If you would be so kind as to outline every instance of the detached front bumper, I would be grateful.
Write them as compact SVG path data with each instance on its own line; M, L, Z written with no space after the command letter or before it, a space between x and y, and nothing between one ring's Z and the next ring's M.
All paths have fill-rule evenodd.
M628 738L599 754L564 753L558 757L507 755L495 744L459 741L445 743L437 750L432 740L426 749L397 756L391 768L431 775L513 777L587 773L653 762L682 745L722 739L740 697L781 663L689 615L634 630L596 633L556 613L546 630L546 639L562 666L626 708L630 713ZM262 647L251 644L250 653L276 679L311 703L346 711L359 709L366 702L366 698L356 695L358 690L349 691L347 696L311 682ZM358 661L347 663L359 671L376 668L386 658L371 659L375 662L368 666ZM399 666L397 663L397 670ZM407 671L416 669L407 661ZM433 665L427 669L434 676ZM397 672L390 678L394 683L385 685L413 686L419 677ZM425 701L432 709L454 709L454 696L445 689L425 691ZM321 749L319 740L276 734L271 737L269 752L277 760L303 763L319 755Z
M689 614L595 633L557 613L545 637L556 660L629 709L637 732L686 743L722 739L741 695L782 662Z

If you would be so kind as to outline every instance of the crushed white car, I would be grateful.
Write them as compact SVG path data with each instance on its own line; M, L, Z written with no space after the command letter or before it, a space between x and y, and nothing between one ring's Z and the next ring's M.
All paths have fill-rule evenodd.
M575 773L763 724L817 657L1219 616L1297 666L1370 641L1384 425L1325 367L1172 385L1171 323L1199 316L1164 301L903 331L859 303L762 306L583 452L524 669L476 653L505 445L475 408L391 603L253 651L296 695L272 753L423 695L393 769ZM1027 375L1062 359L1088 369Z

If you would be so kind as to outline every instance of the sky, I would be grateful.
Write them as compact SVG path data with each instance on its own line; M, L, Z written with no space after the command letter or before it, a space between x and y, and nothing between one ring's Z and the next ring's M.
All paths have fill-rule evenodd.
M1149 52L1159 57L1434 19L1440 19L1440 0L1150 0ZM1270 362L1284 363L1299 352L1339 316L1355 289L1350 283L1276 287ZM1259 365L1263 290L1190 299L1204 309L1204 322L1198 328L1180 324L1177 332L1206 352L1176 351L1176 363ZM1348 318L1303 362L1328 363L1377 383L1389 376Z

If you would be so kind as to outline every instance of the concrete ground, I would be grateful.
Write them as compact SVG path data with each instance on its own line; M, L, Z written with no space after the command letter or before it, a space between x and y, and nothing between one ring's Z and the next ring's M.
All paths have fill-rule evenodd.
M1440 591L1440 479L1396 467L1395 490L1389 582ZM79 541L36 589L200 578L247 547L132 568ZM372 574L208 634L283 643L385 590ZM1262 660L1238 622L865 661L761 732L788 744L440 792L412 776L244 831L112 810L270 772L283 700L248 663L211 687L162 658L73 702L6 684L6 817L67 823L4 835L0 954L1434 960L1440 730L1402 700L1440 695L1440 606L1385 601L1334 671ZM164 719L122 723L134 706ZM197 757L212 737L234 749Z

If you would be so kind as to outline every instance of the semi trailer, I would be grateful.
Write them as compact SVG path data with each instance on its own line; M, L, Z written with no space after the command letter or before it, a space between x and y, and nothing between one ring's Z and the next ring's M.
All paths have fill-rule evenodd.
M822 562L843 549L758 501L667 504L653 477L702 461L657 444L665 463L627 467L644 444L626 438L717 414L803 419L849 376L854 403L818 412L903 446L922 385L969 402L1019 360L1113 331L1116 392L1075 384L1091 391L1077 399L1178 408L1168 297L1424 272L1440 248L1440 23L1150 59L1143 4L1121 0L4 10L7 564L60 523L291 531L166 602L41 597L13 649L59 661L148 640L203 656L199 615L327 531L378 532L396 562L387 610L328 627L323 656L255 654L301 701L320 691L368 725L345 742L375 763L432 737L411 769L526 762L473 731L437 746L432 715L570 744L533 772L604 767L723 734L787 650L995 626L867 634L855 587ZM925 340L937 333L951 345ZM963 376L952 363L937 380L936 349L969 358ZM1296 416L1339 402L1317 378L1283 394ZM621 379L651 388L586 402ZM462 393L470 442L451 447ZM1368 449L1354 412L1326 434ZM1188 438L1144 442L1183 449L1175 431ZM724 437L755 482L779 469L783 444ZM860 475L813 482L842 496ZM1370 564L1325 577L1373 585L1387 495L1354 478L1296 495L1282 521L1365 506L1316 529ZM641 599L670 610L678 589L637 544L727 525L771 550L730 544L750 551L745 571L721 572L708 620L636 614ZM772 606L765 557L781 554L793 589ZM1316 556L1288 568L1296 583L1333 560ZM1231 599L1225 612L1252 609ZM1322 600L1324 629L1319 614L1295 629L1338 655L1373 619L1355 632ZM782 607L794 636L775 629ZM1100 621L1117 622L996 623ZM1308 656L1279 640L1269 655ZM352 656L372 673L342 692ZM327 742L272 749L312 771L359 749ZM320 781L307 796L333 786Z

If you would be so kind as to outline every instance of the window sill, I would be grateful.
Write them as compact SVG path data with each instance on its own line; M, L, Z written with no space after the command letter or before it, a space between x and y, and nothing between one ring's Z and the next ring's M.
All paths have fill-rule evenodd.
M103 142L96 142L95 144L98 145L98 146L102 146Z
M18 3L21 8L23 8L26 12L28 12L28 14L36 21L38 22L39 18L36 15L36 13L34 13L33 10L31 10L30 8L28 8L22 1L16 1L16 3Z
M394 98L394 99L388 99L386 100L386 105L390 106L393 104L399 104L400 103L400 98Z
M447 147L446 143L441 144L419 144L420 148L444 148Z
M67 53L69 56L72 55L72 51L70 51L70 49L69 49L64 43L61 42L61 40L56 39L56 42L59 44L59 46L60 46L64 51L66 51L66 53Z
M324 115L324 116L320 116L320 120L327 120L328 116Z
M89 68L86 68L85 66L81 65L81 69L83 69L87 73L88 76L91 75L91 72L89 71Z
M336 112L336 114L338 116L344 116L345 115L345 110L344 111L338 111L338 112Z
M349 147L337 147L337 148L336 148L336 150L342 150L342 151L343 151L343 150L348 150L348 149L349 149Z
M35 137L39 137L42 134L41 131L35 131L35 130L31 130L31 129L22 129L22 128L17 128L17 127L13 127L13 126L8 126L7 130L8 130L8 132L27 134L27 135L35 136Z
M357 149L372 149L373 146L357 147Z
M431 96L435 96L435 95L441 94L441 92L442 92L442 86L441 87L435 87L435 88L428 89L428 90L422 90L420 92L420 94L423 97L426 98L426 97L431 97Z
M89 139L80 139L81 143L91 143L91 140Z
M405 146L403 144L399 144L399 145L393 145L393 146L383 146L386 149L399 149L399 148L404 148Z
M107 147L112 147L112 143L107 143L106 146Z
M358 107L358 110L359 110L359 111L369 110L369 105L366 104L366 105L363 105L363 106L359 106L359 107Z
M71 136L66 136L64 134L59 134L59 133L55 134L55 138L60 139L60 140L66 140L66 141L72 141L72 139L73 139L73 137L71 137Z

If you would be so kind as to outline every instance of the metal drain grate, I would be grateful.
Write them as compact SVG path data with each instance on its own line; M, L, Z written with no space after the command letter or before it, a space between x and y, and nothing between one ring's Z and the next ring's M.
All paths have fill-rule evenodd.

--------------------------------------------------

» Task to carry out: Write the data out once more. Keep every word the same.

» Exercise answer:
If you would be so kind as to outline every instance of the detached front bumper, I would be grateful.
Write them as compact SVG path data with each instance on its own line; M, L, Z written with no space after the command letter or before it, a space between x and y, and nothing between one ring's Z and the next ring's M.
All paths have fill-rule evenodd.
M628 738L599 754L564 753L558 757L507 755L495 744L459 741L445 743L437 750L432 740L426 749L397 756L391 768L431 775L513 777L587 773L653 762L682 745L722 739L740 697L781 663L689 615L634 630L596 633L556 613L546 630L546 639L562 666L626 708L630 713ZM262 647L251 644L250 653L276 679L311 703L346 711L359 709L366 702L366 698L356 695L358 690L349 691L347 696L311 682ZM358 661L347 663L359 671L376 668L386 658L371 659L375 662L368 666ZM399 666L397 663L397 670ZM407 671L416 669L407 661ZM433 665L427 669L434 676ZM397 672L390 678L394 683L385 685L413 686L419 677ZM425 701L432 709L454 709L454 696L445 689L425 691ZM321 749L319 740L276 734L271 737L269 752L277 760L303 763L319 755Z
M689 614L595 633L557 613L545 637L556 660L629 709L637 732L686 743L722 739L741 695L782 662Z

If you would be so kind as to outline every instance of the crushed white car, I would be grateful.
Write them as compact SVG path data with each instance on its own line; M, L, Z written with no space after the command letter or before it, a space between x and y, and nothing between one ring's Z and the next ring's M.
All paths have fill-rule evenodd.
M575 773L763 724L817 657L1219 616L1297 666L1370 641L1384 425L1325 367L1172 385L1171 323L1199 316L1164 301L903 331L859 303L762 306L583 452L524 669L476 653L505 445L475 408L391 603L253 651L296 695L272 753L423 695L393 769ZM1027 375L1062 359L1088 369Z

If you would be so kind as to outline every instance of the sky, I would be grateful.
Write them as compact SVG path data with each instance on its own line; M, L, Z written with no space after the command letter or before it, a space between x and y, and nothing between one ring's Z and the next ring's M.
All paths have fill-rule evenodd.
M1149 52L1159 57L1434 19L1440 19L1440 0L1150 0ZM1270 362L1284 363L1299 352L1339 316L1355 289L1350 283L1276 287ZM1259 365L1263 290L1190 299L1204 309L1204 322L1198 328L1180 324L1177 332L1206 352L1176 351L1176 363ZM1348 318L1303 362L1328 363L1377 383L1389 376Z

If you would be so kind as to outline every instance of the concrete ground, I would be grateful.
Write them as compact SVG path data with each instance on its own line; M, L, Z written with no space after the command letter or before it, a space between x and y, and nothing between one ring's Z and the next ring's M.
All paths have fill-rule evenodd.
M1440 591L1440 479L1396 467L1395 490L1389 582ZM79 541L36 589L200 578L247 547L132 568ZM372 574L208 634L283 643L385 590ZM1262 660L1238 622L865 661L761 732L788 744L440 792L412 776L244 831L112 810L270 772L283 700L248 663L211 687L162 658L73 702L6 684L6 817L67 823L4 835L0 954L1434 960L1440 730L1402 700L1440 695L1440 606L1385 601L1334 671ZM164 719L122 723L134 706ZM197 757L212 737L234 749Z

If you would be so kind as to outline every instance of the semi trailer, I would be grateful.
Write them as compact SVG path data with each instance on its own line; M, L, Z written with no space after the command letter or before it, a space between x and y, and nothing between one ring's Z and the next ring's M.
All paths have fill-rule evenodd.
M822 562L843 549L758 501L667 504L653 477L702 461L657 444L665 463L627 467L644 444L626 438L717 414L803 419L849 376L854 403L818 412L903 446L922 385L969 402L1019 360L1113 331L1116 392L1075 384L1091 391L1077 399L1178 408L1168 297L1424 272L1440 248L1440 23L1150 59L1143 4L1121 0L4 10L7 564L60 523L291 531L166 602L41 597L13 649L59 661L148 640L203 656L199 615L327 531L378 532L396 562L387 610L328 627L323 656L255 654L301 701L320 691L368 725L345 742L375 763L432 737L411 769L526 762L473 731L437 746L432 715L570 744L533 772L604 767L723 734L787 650L995 626L867 634L855 587ZM925 340L937 333L951 345ZM963 376L952 363L937 380L936 349L969 358ZM1296 416L1339 402L1317 378L1283 394ZM621 379L651 388L586 402ZM462 393L470 442L451 447ZM1368 449L1354 412L1326 434ZM1188 438L1144 442L1183 449L1175 431ZM724 437L755 482L779 469L783 444ZM860 475L813 482L842 496ZM1370 564L1325 577L1373 585L1387 495L1354 478L1296 495L1282 521L1365 506L1316 529ZM641 599L670 610L678 589L637 544L727 525L771 550L730 544L750 551L745 571L721 572L708 620L636 614ZM772 606L765 557L781 554L793 589ZM1316 556L1288 568L1296 583L1333 560ZM1231 599L1225 612L1252 609ZM1322 600L1324 629L1319 614L1295 629L1338 655L1373 619L1355 632ZM782 607L794 636L775 629ZM1100 621L1117 622L996 623ZM1308 656L1279 640L1269 655ZM352 656L372 673L342 692ZM327 742L272 749L312 771L359 749ZM320 781L307 796L333 786Z

If you would be so kind as to outline every instance of the window sill, I would be grateful.
Write them as compact SVG path data with each instance on its own line; M, L, Z written with no space after the command letter or before it, a space between x and y, and nothing between one ring's Z and the next ring's M.
All paths have fill-rule evenodd.
M103 142L96 142L95 144L98 145L98 146L102 146Z
M18 3L21 8L23 8L26 12L28 12L28 14L36 21L38 22L39 18L36 15L36 13L34 13L33 10L31 10L30 8L28 8L22 1L16 1L16 3Z
M394 98L394 99L388 99L386 100L386 105L390 106L393 104L399 104L400 103L400 98Z
M447 147L446 143L441 144L419 144L420 148L444 148Z
M67 53L69 56L72 55L72 51L70 51L70 49L69 49L64 43L61 42L61 40L56 39L56 42L59 44L59 46L60 46L64 51L66 51L66 53Z
M324 115L324 116L320 116L320 120L327 120L328 116Z
M89 68L86 68L85 66L81 65L81 69L83 69L87 73L88 76L91 75L91 72L89 71Z
M336 112L336 114L338 116L344 116L345 115L345 110L344 111L338 111L338 112Z
M349 147L337 147L337 148L336 148L336 150L342 150L342 151L343 151L343 150L348 150L348 149L349 149Z
M35 137L39 137L42 134L41 131L35 131L35 130L31 130L31 129L22 129L22 128L17 128L17 127L13 127L13 126L8 126L7 130L8 130L8 132L27 134L27 135L35 136Z
M357 149L372 149L373 146L357 147Z
M431 96L435 96L435 95L441 94L441 92L442 92L442 86L441 87L435 87L435 88L428 89L428 90L422 90L420 92L420 94L423 97L426 98L426 97L431 97Z
M89 139L80 139L81 143L91 143L91 140Z
M405 146L403 144L399 144L399 145L393 145L393 146L383 146L386 149L399 149L399 148L404 148Z
M107 147L112 147L112 143L107 143L106 146Z
M358 107L358 110L359 110L359 111L369 110L369 105L366 104L366 105L363 105L363 106L359 106L359 107Z
M71 136L66 136L64 134L59 134L59 133L55 134L55 138L60 139L60 140L66 140L66 141L72 141L72 139L73 139L73 137L71 137Z

If you would be so kind as to outline every instance of the metal drain grate, I would be grateful.
Write them as compact SVG path data with each instance on its own line; M, L, Z written with no space after the command letter or before it, a space between x and y, and nothing between one ring's Z and the next ring's M.
All paths have fill-rule evenodd.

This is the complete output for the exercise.